**** Source information
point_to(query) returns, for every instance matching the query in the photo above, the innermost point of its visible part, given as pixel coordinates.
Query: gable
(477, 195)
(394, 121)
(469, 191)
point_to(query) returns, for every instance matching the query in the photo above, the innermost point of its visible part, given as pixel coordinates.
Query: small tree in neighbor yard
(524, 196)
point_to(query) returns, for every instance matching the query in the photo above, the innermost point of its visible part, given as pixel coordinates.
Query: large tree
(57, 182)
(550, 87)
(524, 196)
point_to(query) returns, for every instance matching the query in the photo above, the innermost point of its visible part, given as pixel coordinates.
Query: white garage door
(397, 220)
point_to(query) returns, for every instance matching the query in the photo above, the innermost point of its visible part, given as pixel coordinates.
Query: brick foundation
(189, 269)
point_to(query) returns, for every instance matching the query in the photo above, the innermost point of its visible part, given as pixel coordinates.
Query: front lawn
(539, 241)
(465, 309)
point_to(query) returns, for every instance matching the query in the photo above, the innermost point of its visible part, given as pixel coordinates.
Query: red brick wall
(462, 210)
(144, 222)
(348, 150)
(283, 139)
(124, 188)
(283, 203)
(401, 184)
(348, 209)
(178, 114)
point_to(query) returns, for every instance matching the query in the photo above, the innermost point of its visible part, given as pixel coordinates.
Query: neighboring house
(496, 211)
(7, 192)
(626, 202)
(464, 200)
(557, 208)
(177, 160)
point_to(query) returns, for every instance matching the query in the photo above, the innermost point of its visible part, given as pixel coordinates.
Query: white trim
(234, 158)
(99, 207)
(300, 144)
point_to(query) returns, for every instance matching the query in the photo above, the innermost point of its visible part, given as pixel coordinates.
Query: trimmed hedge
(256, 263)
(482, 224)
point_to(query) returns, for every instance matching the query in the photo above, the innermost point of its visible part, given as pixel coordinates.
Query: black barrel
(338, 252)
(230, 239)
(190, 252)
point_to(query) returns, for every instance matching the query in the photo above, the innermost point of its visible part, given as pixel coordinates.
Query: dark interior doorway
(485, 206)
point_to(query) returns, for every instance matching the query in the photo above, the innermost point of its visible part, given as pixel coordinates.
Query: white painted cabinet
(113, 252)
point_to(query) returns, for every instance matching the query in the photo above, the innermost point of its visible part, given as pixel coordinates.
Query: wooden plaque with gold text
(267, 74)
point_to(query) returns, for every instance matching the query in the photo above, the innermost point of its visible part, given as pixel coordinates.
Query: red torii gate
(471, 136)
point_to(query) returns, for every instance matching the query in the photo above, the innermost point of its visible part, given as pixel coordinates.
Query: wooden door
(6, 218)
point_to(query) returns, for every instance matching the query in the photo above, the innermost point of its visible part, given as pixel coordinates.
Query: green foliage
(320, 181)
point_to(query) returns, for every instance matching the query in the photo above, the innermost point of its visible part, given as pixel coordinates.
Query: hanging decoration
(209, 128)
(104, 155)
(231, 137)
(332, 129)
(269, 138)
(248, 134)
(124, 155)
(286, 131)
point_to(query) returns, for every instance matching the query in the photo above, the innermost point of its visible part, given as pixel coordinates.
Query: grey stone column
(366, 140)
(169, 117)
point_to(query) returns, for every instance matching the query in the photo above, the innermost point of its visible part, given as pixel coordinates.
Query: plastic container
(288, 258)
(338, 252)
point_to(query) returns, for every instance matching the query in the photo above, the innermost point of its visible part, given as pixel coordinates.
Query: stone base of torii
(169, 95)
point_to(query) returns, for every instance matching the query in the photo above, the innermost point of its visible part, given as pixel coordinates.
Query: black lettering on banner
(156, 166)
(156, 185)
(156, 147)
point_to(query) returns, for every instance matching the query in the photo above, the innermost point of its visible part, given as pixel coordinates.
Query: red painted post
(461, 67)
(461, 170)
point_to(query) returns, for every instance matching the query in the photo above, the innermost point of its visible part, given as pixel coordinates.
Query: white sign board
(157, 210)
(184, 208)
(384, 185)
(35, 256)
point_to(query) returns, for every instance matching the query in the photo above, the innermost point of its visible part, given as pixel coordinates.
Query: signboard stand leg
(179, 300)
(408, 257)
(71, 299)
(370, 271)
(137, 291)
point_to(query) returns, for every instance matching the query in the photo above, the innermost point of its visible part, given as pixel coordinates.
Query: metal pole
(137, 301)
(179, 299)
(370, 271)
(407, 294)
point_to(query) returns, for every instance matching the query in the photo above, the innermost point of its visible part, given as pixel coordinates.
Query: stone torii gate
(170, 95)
********
Give back each record above exactly as written.

• **Finished exercise**:
point_to(query) returns, for every instance matching the query in the photo above, the innermost point of its visible part, given as pixel coordinates.
Query: gable
(477, 195)
(394, 121)
(469, 191)
point_to(query) returns, for every instance matching the query in the photo above, the innermost point of its visible part, given as pixel coordinates.
Query: small tree in neighbor yard
(524, 196)
point_to(query) returns, for every instance matching the query in the photo above, the innermost point of its visible part, given as pixel coordinates.
Query: large tree
(57, 182)
(550, 87)
(524, 196)
point_to(query) returns, for every instance matching the query in the photo above, the innermost point of its visible part, given as pixel coordinates.
Query: white garage door
(397, 220)
point_to(query) returns, for every instance matching the query in the photo above, the innermost point of its visible part, given as pixel coordinates.
Query: brick foundation
(189, 269)
point_to(query) returns, for every instance matching the query in the photo above, the innermost point of its visible part, given as pixel coordinates.
Query: front lawn
(539, 241)
(465, 309)
point_to(query) returns, for every instance matching the query in the photo above, the innermost point of its visible part, given as pixel coordinates.
Query: red brick wall
(462, 210)
(144, 222)
(348, 150)
(283, 139)
(124, 188)
(283, 203)
(401, 184)
(348, 209)
(178, 114)
point_to(query) returns, for every instance matching the query in the photo above, the innermost point of its visible part, given as pixel coordinates.
Query: neighboring house
(496, 211)
(7, 192)
(626, 202)
(464, 200)
(557, 208)
(177, 160)
point_to(query) returns, for every instance matching the query in the photo above, the innermost point of its visible part, given as pixel coordinates.
Query: white trim
(234, 158)
(99, 207)
(300, 144)
point_to(query) returns, for every instance matching the query in the photo above, the innermost point of its visible part, given as pixel coordinates.
Query: trimmed hedge
(256, 263)
(482, 224)
point_to(query) returns, for every instance matching the query in the photo above, the innermost point of its visible part, given as pixel coordinates.
Query: black barrel
(338, 252)
(230, 239)
(190, 252)
point_to(query) returns, for every instance matching the query in the photo above, the innermost point of its visible part, given as pixel coordinates.
Query: dark interior doorway
(485, 206)
point_to(query) returns, for every instance matching the query in the photo above, the innermost point of its visible part, given as pixel coordinates.
Query: white painted cabinet
(113, 252)
point_to(query) returns, for every instance matching the query in the photo above, the innermost point of its visible part, given as pixel coordinates.
Query: wooden plaque with gold text
(267, 74)
point_to(query) returns, for every instance matching the query in the photo above, the innermost point of its visible part, given as pixel coordinates.
Query: red torii gate
(471, 136)
point_to(query) returns, for every instance matching the query in the photo above, the innermost point of its visible part, given as pixel coordinates.
Query: wooden door
(6, 218)
point_to(query) returns, for every instance matching the query in the photo above, the innermost point of its visible part, given as pixel coordinates.
Query: green foliage
(320, 181)
point_to(query) returns, for every instance matching the query in the photo above, the innermost point of its visible part, given as pixel coordinates.
Query: hanging decoration
(209, 128)
(104, 155)
(231, 137)
(332, 129)
(269, 138)
(248, 134)
(124, 155)
(286, 131)
point_to(query) returns, for every instance matching the query in the photo above, the innermost point of its visible part, given as pixel coordinates.
Query: grey stone column
(366, 140)
(169, 117)
point_to(query) returns, for every instance matching the query in the photo above, the innermost point of its visible part, given as pixel coordinates.
Query: plastic container
(288, 258)
(338, 252)
point_to(query) returns, for every instance matching the query in the photo above, the innermost point of its visible part, given as pixel coordinates.
Query: stone base of torii
(169, 95)
point_to(query) returns, for every instance matching the query in the photo above, the innermost point of its visible part, given as pixel coordinates.
Query: black lettering on banner
(156, 166)
(156, 185)
(156, 147)
point_to(query) returns, for every instance matching the query in the photo above, the innermost point of its visible part, given as pixel coordinates.
Query: red painted post
(461, 67)
(461, 170)
point_to(query) returns, for every instance matching the query in the photo above, the innermost point of its visible part, given as pixel coordinates.
Query: white sign board
(157, 210)
(184, 208)
(384, 185)
(35, 256)
point_to(query) returns, for every instance matching the query in the photo above, the innermost point of its visible part, given as pixel coordinates.
Query: signboard stand leg
(179, 300)
(408, 257)
(71, 299)
(370, 271)
(137, 291)
point_to(query) returns, for every instance matching the query in the photo above, the innermost point of its visible part, given as pixel coordinates.
Query: metal pole
(137, 301)
(179, 299)
(370, 271)
(407, 294)
point_to(query) returns, for every instance matching the query in the photo above, the innermost point of its visible part, given as pixel coordinates.
Query: stone torii gate
(170, 95)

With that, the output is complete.